Repeat all the data exactly, and where a record holds a picture, leave that picture out.

»»

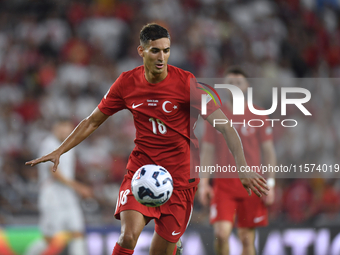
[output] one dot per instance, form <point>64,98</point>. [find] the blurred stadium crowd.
<point>58,58</point>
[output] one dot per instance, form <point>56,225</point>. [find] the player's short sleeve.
<point>196,92</point>
<point>113,100</point>
<point>209,133</point>
<point>266,131</point>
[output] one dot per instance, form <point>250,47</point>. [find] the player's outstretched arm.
<point>250,180</point>
<point>83,130</point>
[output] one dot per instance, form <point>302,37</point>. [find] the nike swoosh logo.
<point>135,106</point>
<point>258,219</point>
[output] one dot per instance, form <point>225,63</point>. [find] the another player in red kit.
<point>229,201</point>
<point>158,96</point>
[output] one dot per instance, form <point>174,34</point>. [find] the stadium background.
<point>58,58</point>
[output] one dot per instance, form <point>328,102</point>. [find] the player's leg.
<point>75,223</point>
<point>160,246</point>
<point>175,217</point>
<point>5,248</point>
<point>251,213</point>
<point>132,224</point>
<point>222,231</point>
<point>247,238</point>
<point>77,245</point>
<point>222,214</point>
<point>133,215</point>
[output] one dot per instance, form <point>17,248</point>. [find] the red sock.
<point>118,250</point>
<point>175,250</point>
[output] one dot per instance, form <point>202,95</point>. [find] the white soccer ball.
<point>152,185</point>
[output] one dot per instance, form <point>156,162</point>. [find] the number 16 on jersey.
<point>160,126</point>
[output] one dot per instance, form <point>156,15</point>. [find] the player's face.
<point>238,80</point>
<point>155,55</point>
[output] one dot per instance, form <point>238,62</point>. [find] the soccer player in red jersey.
<point>228,200</point>
<point>158,96</point>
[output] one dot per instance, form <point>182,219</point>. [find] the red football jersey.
<point>164,125</point>
<point>251,138</point>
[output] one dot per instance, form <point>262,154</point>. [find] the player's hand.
<point>269,199</point>
<point>252,181</point>
<point>53,157</point>
<point>205,193</point>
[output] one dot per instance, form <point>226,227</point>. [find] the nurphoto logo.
<point>239,103</point>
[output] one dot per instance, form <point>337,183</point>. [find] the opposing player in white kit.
<point>61,218</point>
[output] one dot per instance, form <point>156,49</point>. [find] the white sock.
<point>37,247</point>
<point>77,246</point>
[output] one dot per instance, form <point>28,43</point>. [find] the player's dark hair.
<point>152,32</point>
<point>236,70</point>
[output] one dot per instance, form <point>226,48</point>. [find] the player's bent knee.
<point>128,240</point>
<point>221,235</point>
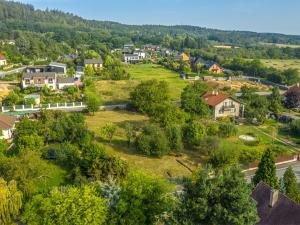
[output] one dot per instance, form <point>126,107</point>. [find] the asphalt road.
<point>280,171</point>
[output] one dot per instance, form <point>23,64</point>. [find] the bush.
<point>152,142</point>
<point>227,130</point>
<point>295,127</point>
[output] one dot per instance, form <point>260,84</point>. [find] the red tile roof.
<point>284,212</point>
<point>2,57</point>
<point>213,98</point>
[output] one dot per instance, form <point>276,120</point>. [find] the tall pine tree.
<point>290,187</point>
<point>266,170</point>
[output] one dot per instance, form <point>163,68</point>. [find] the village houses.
<point>223,105</point>
<point>3,61</point>
<point>96,64</point>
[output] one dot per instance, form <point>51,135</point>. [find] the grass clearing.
<point>282,64</point>
<point>246,152</point>
<point>115,92</point>
<point>162,167</point>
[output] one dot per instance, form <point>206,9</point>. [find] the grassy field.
<point>281,45</point>
<point>247,153</point>
<point>162,167</point>
<point>118,91</point>
<point>282,64</point>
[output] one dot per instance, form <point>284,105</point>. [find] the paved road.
<point>280,171</point>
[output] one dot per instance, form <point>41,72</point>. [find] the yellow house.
<point>95,63</point>
<point>222,105</point>
<point>182,57</point>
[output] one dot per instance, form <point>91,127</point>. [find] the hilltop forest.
<point>50,33</point>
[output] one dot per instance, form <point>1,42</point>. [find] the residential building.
<point>37,69</point>
<point>36,97</point>
<point>274,208</point>
<point>64,82</point>
<point>223,105</point>
<point>47,79</point>
<point>3,61</point>
<point>131,58</point>
<point>209,65</point>
<point>95,63</point>
<point>7,125</point>
<point>182,57</point>
<point>58,68</point>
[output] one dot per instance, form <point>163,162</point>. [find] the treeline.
<point>50,33</point>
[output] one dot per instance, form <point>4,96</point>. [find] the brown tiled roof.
<point>284,212</point>
<point>7,122</point>
<point>214,98</point>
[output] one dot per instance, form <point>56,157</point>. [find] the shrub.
<point>152,142</point>
<point>227,130</point>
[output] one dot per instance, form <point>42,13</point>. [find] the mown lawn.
<point>115,92</point>
<point>163,167</point>
<point>246,152</point>
<point>282,64</point>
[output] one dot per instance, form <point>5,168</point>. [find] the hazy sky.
<point>280,16</point>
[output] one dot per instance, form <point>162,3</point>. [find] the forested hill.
<point>22,17</point>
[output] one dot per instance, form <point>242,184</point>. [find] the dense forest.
<point>50,33</point>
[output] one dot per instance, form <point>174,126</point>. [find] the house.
<point>58,68</point>
<point>274,208</point>
<point>3,61</point>
<point>142,54</point>
<point>64,82</point>
<point>37,69</point>
<point>223,105</point>
<point>95,63</point>
<point>36,97</point>
<point>7,125</point>
<point>209,65</point>
<point>47,79</point>
<point>182,57</point>
<point>131,58</point>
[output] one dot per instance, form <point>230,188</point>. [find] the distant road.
<point>279,171</point>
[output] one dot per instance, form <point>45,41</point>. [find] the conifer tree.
<point>266,171</point>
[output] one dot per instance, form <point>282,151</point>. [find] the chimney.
<point>274,195</point>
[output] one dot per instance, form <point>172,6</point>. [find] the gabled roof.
<point>93,61</point>
<point>214,98</point>
<point>284,212</point>
<point>65,80</point>
<point>45,75</point>
<point>7,122</point>
<point>2,57</point>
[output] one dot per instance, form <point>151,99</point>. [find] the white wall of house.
<point>228,107</point>
<point>3,62</point>
<point>47,82</point>
<point>65,85</point>
<point>6,134</point>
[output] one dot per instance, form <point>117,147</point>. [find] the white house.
<point>64,82</point>
<point>47,79</point>
<point>131,58</point>
<point>7,125</point>
<point>3,61</point>
<point>58,67</point>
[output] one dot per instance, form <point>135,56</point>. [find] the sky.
<point>278,16</point>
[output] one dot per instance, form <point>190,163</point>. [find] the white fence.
<point>73,106</point>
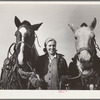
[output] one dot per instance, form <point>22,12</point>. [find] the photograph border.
<point>8,93</point>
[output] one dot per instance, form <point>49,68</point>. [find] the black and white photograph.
<point>49,49</point>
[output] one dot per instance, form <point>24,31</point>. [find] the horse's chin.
<point>86,72</point>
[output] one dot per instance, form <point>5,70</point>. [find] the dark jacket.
<point>42,66</point>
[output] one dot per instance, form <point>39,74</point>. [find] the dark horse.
<point>84,70</point>
<point>20,66</point>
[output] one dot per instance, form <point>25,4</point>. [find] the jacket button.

««

Solution to this problem:
[output] one dot per instance, form <point>64,98</point>. [find] the blurred stadium crowd.
<point>58,58</point>
[output] one dot per instance, form <point>56,225</point>. [find] the player's short sleeve.
<point>196,92</point>
<point>113,100</point>
<point>209,133</point>
<point>266,131</point>
[output] one dot per instance, form <point>250,47</point>. [find] the player's outstretched arm.
<point>250,180</point>
<point>83,130</point>
[output] one dot per instance, form <point>302,37</point>. [find] the nike swoosh logo.
<point>135,106</point>
<point>258,219</point>
[output] one dot per instance, form <point>225,63</point>. [find] the another player in red kit.
<point>229,201</point>
<point>158,96</point>
[output] one dot per instance, form <point>174,34</point>. [find] the stadium background.
<point>58,58</point>
[output] one dot per instance, form <point>328,102</point>. [find] the player's leg.
<point>75,223</point>
<point>160,246</point>
<point>175,217</point>
<point>5,248</point>
<point>251,213</point>
<point>132,224</point>
<point>222,231</point>
<point>247,238</point>
<point>77,245</point>
<point>222,214</point>
<point>133,215</point>
[output] one dot per instance, form <point>17,248</point>. [find] the red sock.
<point>118,250</point>
<point>175,250</point>
[output] one dot per instance, form <point>202,95</point>. [find] the white soccer ball.
<point>152,185</point>
[output] one dot per instance, form <point>156,162</point>. [find] the number 16 on jersey.
<point>160,126</point>
[output] one dot per instance, form <point>156,15</point>. [find] the player's face.
<point>238,80</point>
<point>155,55</point>
[output] one dot per instance, form <point>238,62</point>. [find] the soccer player in red jersey.
<point>228,200</point>
<point>158,96</point>
[output] one dot per instance, form <point>182,219</point>. [find] the red football jersey.
<point>164,125</point>
<point>251,138</point>
[output] one dot per instance, form <point>262,154</point>. [find] the player's hand.
<point>269,199</point>
<point>252,181</point>
<point>53,157</point>
<point>205,193</point>
[output] one dot per instance, form <point>226,227</point>. [find] the nurphoto logo.
<point>239,103</point>
[output] one dot per instance, form <point>337,183</point>. [find] the opposing player in white kit.
<point>61,218</point>
[output] one dot per instance, form <point>156,49</point>. [find] the white sock.
<point>37,247</point>
<point>77,246</point>
[output] one dot per instance, form <point>28,43</point>. [find] the player's dark hair.
<point>152,32</point>
<point>236,70</point>
[output] one dot per instance, form <point>226,48</point>. [find] the player's bent knee.
<point>128,240</point>
<point>221,235</point>
[output] one dot per instance, form <point>126,107</point>. [find] the asphalt road.
<point>280,171</point>
[output] one dot per instance, form <point>23,64</point>. [find] the bush.
<point>152,142</point>
<point>227,130</point>
<point>295,127</point>
[output] one dot per instance, form <point>260,84</point>. [find] the red tile roof.
<point>284,212</point>
<point>2,57</point>
<point>213,98</point>
[output] one dot per instance, form <point>276,120</point>. [find] the tall pine tree.
<point>290,187</point>
<point>266,170</point>
[output] one dot per instance, form <point>163,68</point>. [find] the village houses.
<point>223,105</point>
<point>3,61</point>
<point>96,64</point>
[output] one dot per instance, form <point>51,135</point>. [find] the grass clearing.
<point>282,64</point>
<point>246,152</point>
<point>115,92</point>
<point>162,167</point>
[output] one dot per instance, form <point>206,9</point>. [find] the grassy field.
<point>281,45</point>
<point>247,153</point>
<point>162,167</point>
<point>118,91</point>
<point>282,64</point>
[output] one dot per instance, form <point>284,105</point>. [find] the paved road.
<point>280,171</point>
[output] one dot per instance, form <point>41,72</point>. [find] the yellow house.
<point>95,63</point>
<point>222,105</point>
<point>182,57</point>
[output] one dot per instance, form <point>91,127</point>. [find] the hilltop forest.
<point>50,33</point>
[output] one dot per instance, form <point>1,42</point>. [find] the residential building.
<point>37,69</point>
<point>36,97</point>
<point>274,208</point>
<point>64,82</point>
<point>223,105</point>
<point>47,79</point>
<point>3,61</point>
<point>131,58</point>
<point>209,65</point>
<point>95,63</point>
<point>7,125</point>
<point>182,57</point>
<point>58,68</point>
[output] one dot per instance, form <point>163,162</point>. [find] the treeline.
<point>50,33</point>
[output] one dot per instance, form <point>4,96</point>. [find] the brown tiled roof.
<point>284,212</point>
<point>7,122</point>
<point>214,98</point>
[output] one dot per instance, form <point>56,157</point>. [find] the shrub.
<point>152,142</point>
<point>227,130</point>
[output] one dot per instance, form <point>42,13</point>. [find] the mown lawn.
<point>115,92</point>
<point>163,167</point>
<point>246,152</point>
<point>282,64</point>
[output] one dot per instance, form <point>5,168</point>. [find] the hazy sky.
<point>280,16</point>
[output] one dot per instance, form <point>162,3</point>. [find] the forested hill.
<point>22,17</point>
[output] one dot per instance, form <point>242,184</point>. [find] the dense forest.
<point>50,33</point>
[output] one dot per instance, form <point>174,126</point>. [find] the house.
<point>58,68</point>
<point>274,208</point>
<point>3,61</point>
<point>142,54</point>
<point>64,82</point>
<point>37,69</point>
<point>223,105</point>
<point>95,63</point>
<point>36,97</point>
<point>7,125</point>
<point>209,65</point>
<point>47,79</point>
<point>182,57</point>
<point>131,58</point>
[output] one dot per instance, form <point>230,188</point>. [find] the distant road.
<point>279,171</point>
[output] one dot per instance, form <point>45,41</point>. [find] the conifer tree.
<point>266,171</point>
[output] one dot per instance, form <point>282,151</point>. [find] the chimney.
<point>274,195</point>
[output] one dot per instance, form <point>172,6</point>. [find] the gabled roof.
<point>93,61</point>
<point>214,98</point>
<point>284,212</point>
<point>65,80</point>
<point>45,75</point>
<point>7,122</point>
<point>2,57</point>
[output] one dot per instance, form <point>151,99</point>. [find] the white wall of house.
<point>228,107</point>
<point>3,62</point>
<point>47,82</point>
<point>65,85</point>
<point>6,134</point>
[output] one dot per instance, form <point>117,147</point>. [find] the white house.
<point>64,82</point>
<point>47,79</point>
<point>131,58</point>
<point>7,125</point>
<point>3,61</point>
<point>58,67</point>
[output] one dot per instance, form <point>135,56</point>. [find] the sky.
<point>278,16</point>
[output] one dot per instance, form <point>190,163</point>. [find] the white fence.
<point>73,106</point>
[output] one dot per instance, form <point>22,12</point>. [find] the photograph border.
<point>8,93</point>
[output] one dot per instance, form <point>49,68</point>. [find] the black and white photograph.
<point>49,49</point>
[output] one dot per instance, form <point>24,31</point>. [find] the horse's chin.
<point>86,72</point>
[output] one dot per instance, form <point>5,70</point>. [find] the dark jacket.
<point>42,66</point>
[output] one dot per instance, form <point>39,74</point>. [find] the dark horse.
<point>84,70</point>
<point>20,66</point>
[output] one dot per instance, form <point>25,4</point>. [find] the jacket button.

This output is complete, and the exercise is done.